▶ **Task list**:
(1) Reproduce the CLAP emotion-annotation abstract from "We propose a" up to and including "and annotation quality.", switching "workers" to "annotators".
(2) Proceed with the CLAP emotion-annotation abstract from the point where it stops.
------ Supplied passage
Human Centered Evaluation of CLAP-Based Emotion Annotations for Therapeutic Music Using MTurk

Researcher(s)

Liam Stapley, Computer Science, University of Delaware

Faculty Mentor(s)

Matthew Mauriello, Computer and Information Sciences, University of Delaware

Abstract

Recent advances in contrastive audio-language models, such as CLAP (Contrastive Language-Audio Pretraining), offer scalable methods for annotating music with emotionally relevant tags by aligning audio embeddings with natural language descriptions. However, these annotations are weakly supervised and often lack validation against human perception, limiting their reliability for therapeutic applications.

We propose a human-in-the-loop framework for evaluating and refining CLAP-generated emotion annotations for therapeutic music. CLAP is used to generate top-k emotion tags and confidence scores for a curated library of 432 modular music tracks designed for therapeutic use. Based on the top three predicted tags, GPT-4o produces concise emotional profiles in natural language. These annotations are evaluated through a crowdsourcing study on Amazon Mechanical Turk (MTurk), involving 16 qualified workers who completed a gold-standard clearance test co-designed with music composers to ensure domain familiarity and annotation quality.
------------
------ Information supplied
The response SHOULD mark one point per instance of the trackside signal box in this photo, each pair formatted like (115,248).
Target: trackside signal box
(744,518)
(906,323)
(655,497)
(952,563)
------------
▶ **Results**:
(1)
We propose a human-in-the-loop framework for evaluating and refining CLAP-generated emotion annotations for therapeutic music. CLAP is used to generate top-k emotion tags and confidence scores for a curated library of 432 modular music tracks designed for therapeutic use. Based on the top three predicted tags, GPT-4o produces concise emotional profiles in natural language. These annotations are evaluated through a crowdsourcing study on Amazon Mechanical Turk (MTurk), involving 16 qualified annotators who completed a gold-standard clearance test co-designed with music composers to ensure domain familiarity and annotation quality.

(2)
To support this process, we developed a custom web interface using React and FastAPI. The interface enables workers to listen to audio clips, rate agreement with CLAP-generated tags, rank the top three features, and select between competing machine-generated descriptions. Features such as skip prevention, form submission limits, and URL-based worker identification and song integration ensure usability and data integrity. Emotion tag definitions are included to support clarity and consistency across annotators. All responses are stored in a structured SQL database for downstream analysis.

Our planned analyses will examine correlations between model confidence and human agreement, apply pseudo-labeling to refine annotations, and explore inter-worker agreement patterns. This work contributes a human-validated therapeutic music dataset, a scalable evaluation platform, and practical guidance for integrating emotional metadata into music therapy applications.